• _Goal_: Copy the entries below word for word, keeping every line in its original order and form.

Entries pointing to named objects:
____________________

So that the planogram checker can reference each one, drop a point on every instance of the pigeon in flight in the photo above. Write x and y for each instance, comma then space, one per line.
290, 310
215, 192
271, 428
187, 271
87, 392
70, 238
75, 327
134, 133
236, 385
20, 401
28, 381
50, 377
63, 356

____________________

• _Answer to this task_:
So that the planogram checker can reference each one, drop a point on every instance of the pigeon in flight in the photo above. Write x and y for each instance, comma then space, one per line.
290, 310
215, 192
271, 428
187, 271
87, 392
70, 238
75, 327
134, 133
236, 385
20, 401
28, 381
50, 377
63, 356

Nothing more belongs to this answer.